The premise of the movie is simple: Chris Redfield (voiced by Kevin Dorman), Leon S. Kennedy (voiced by Matthew Mercer) and Rebecca Chambers (voiced by Erin Cahill) come together to stop Glenn Arias (voiced by John DeMita) from spreading the A-virus in New York. This virus stays dormant in an individual till it is triggered. When released into the air, it turns the recipient into a zombie.

This is a computer-generated animated movie, but that doesn’t stop the visuals from being anything less than impressive. It does justice to its source material and is fast-paced, thus allowing us to enjoy a simplistic storyline.

With jumpscares and a thrilling final battle with the zombies, it’s a nostalgia hit for anyone who grew up playing zombie video games.

Cargo (2017)

If you are tired of the “zombie epidemic” trope, here’s a zombie film that slightly diverts from it. It’s the aftermath, where the zombies are gone, but the distrust, angst, trauma and uncertainty remain.

Andy (Martin Freeman) is on a mission against time to find someone to protect his daughter in this post-apocalyptic world after he loses his wife Kay (Susie Porter) and is about to turn into a zombie himself.

His unusual friendship with Thoomi (Simone Landers), interactions with those who have become either too disillusioned or all the more determined to survive, as well as his unwavering dedication to his baby daughter make this movie a heartbreaking watch.

This Australian zombie movie is produced by Netflix. It is based on a seven-minute short film of the same name made in 2013 by the same screenwriter and director for both films, Yolanda Ramke and Ben Howling, respectively. The scale is small, but the impact is as significant as it can get without showing outright zombie gore.

#Alive (2020)

Referring expression pointing data:
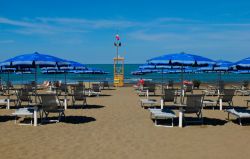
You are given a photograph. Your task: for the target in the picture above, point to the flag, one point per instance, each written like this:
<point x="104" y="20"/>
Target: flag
<point x="117" y="37"/>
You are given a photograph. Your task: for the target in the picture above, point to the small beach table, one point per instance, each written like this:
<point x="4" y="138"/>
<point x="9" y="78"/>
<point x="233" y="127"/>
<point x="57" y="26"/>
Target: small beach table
<point x="207" y="102"/>
<point x="4" y="101"/>
<point x="30" y="111"/>
<point x="248" y="100"/>
<point x="8" y="100"/>
<point x="148" y="102"/>
<point x="64" y="100"/>
<point x="180" y="106"/>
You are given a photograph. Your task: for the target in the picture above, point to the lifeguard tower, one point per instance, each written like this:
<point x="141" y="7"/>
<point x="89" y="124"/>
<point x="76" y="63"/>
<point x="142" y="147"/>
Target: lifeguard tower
<point x="118" y="65"/>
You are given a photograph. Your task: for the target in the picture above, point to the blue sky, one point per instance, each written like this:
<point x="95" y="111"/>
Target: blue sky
<point x="84" y="30"/>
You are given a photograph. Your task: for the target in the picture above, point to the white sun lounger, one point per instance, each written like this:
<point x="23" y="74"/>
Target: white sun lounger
<point x="160" y="114"/>
<point x="244" y="113"/>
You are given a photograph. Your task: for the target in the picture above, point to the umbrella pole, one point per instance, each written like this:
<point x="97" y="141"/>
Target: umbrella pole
<point x="8" y="84"/>
<point x="162" y="81"/>
<point x="35" y="84"/>
<point x="182" y="89"/>
<point x="65" y="81"/>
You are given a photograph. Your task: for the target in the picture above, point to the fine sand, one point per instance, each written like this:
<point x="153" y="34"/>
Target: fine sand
<point x="114" y="126"/>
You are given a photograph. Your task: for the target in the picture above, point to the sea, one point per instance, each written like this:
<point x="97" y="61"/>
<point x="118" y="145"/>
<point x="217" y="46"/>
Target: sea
<point x="128" y="77"/>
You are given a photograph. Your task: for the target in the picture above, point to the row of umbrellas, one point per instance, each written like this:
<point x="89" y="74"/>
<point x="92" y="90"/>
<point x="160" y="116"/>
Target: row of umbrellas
<point x="37" y="60"/>
<point x="47" y="63"/>
<point x="183" y="62"/>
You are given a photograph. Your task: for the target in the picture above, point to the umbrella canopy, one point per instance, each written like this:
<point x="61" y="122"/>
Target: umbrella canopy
<point x="34" y="59"/>
<point x="77" y="65"/>
<point x="180" y="58"/>
<point x="147" y="66"/>
<point x="243" y="63"/>
<point x="222" y="65"/>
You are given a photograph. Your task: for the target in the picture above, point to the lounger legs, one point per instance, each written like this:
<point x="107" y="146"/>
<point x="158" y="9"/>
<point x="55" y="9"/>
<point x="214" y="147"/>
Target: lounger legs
<point x="167" y="126"/>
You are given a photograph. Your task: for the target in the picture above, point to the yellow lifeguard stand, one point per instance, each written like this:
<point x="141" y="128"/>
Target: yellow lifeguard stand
<point x="118" y="71"/>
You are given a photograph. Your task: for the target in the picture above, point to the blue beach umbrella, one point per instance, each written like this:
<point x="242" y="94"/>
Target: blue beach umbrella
<point x="222" y="65"/>
<point x="34" y="60"/>
<point x="181" y="59"/>
<point x="244" y="63"/>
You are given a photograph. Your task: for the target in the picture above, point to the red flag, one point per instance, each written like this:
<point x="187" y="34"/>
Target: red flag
<point x="117" y="37"/>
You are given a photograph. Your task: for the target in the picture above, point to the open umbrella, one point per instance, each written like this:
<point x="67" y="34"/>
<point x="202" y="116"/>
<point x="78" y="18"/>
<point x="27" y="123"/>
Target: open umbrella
<point x="181" y="59"/>
<point x="34" y="60"/>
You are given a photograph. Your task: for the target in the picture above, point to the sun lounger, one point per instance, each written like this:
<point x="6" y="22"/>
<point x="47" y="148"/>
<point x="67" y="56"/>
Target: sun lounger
<point x="148" y="103"/>
<point x="3" y="102"/>
<point x="162" y="114"/>
<point x="30" y="111"/>
<point x="239" y="114"/>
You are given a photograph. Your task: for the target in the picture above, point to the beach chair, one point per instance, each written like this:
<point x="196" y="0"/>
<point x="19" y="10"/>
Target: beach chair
<point x="210" y="91"/>
<point x="221" y="87"/>
<point x="23" y="95"/>
<point x="95" y="90"/>
<point x="242" y="90"/>
<point x="2" y="91"/>
<point x="188" y="88"/>
<point x="162" y="114"/>
<point x="227" y="97"/>
<point x="169" y="96"/>
<point x="239" y="114"/>
<point x="79" y="95"/>
<point x="169" y="84"/>
<point x="193" y="105"/>
<point x="51" y="104"/>
<point x="63" y="88"/>
<point x="149" y="89"/>
<point x="105" y="84"/>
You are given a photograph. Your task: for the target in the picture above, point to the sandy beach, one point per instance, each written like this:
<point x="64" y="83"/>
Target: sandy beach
<point x="115" y="126"/>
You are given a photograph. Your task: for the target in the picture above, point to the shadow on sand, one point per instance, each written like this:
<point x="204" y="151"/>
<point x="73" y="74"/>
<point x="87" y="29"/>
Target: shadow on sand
<point x="6" y="118"/>
<point x="69" y="120"/>
<point x="88" y="106"/>
<point x="192" y="121"/>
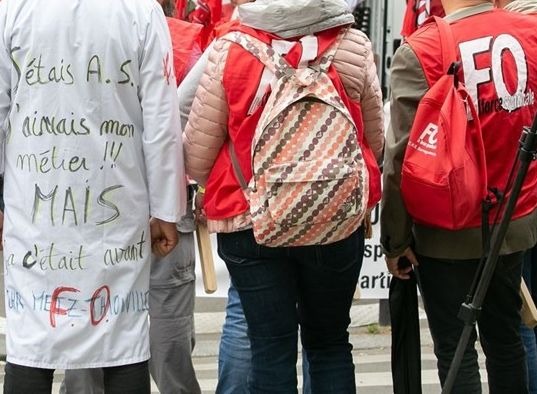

## Required action A
Copy the zombie movie excerpt word for word, everything from "Cargo (2017)" down to "a zombie himself.".
## Required action B
According to the zombie movie excerpt, how long is the short film that Cargo is based on?
## Required action C
Continue the zombie movie excerpt from the point where it stops.

## Reply A
Cargo (2017)

If you are tired of the “zombie epidemic” trope, here’s a zombie film that slightly diverts from it. It’s the aftermath, where the zombies are gone, but the distrust, angst, trauma and uncertainty remain.

Andy (Martin Freeman) is on a mission against time to find someone to protect his daughter in this post-apocalyptic world after he loses his wife Kay (Susie Porter) and is about to turn into a zombie himself.

## Reply B
Seven minutes.

## Reply C
Any list of zombie movies would be incomplete without a Korean film. #Alive’s topical nature propelled its popularity. Oh Jon-woo (Yoo Ah-in) is a live video game streamer trapped in his apartment by zombies taking over the city. The apartment's confines protect him from the carnage outside, even while he’s worried about his parents’ safety.

This emotion resonated in 2020 when the pandemic took hold of the world, and the movie mirrors the same fear and uncertainty. Under these unfortunate circumstances, Jon-woo befriends his neighbour Kim Yoo-bin (Park Shin-hye), and their collective survival journey unfolds.

The scary moments are muted, and the tension builds gradually, leading to an undercurrent of doom rather than an in-your-face zombie horror vibe.

Excellent performances by the central and supporting characters make this movie a thrilling watch. Fun fact: This movie is based on the original script of Alone (2020), an American horror film.

Valley of the Dead (2020)

This is a Spanish zombie movie set during the Spanish Civil War. The result of mixing civil wars with zombies could’ve well been ridiculous, but Valley of the Dead gets it right. Captain Jan Lozano (Miki Esparbé) and Decruz (Manel Llunell), a young soldier, have to fight not just Soviet soldiers but also zombies. However, no one knows that it’s the Nazis behind this zombie threat.

This film is not as zombie-heavy as classics like Night of the Living Dead (1968), Dawn of the Dead (2004) and Train to Busan (2016). However, the deadpan comedy and cleverly placed zombie scenes make it a delightful watch.

There’s a zombie preserve, well-intentioned volunteers, and many other exciting characters whose journeys you will feel invested in from start to finish.

Zom 100: Bucket List of the Dead (2023)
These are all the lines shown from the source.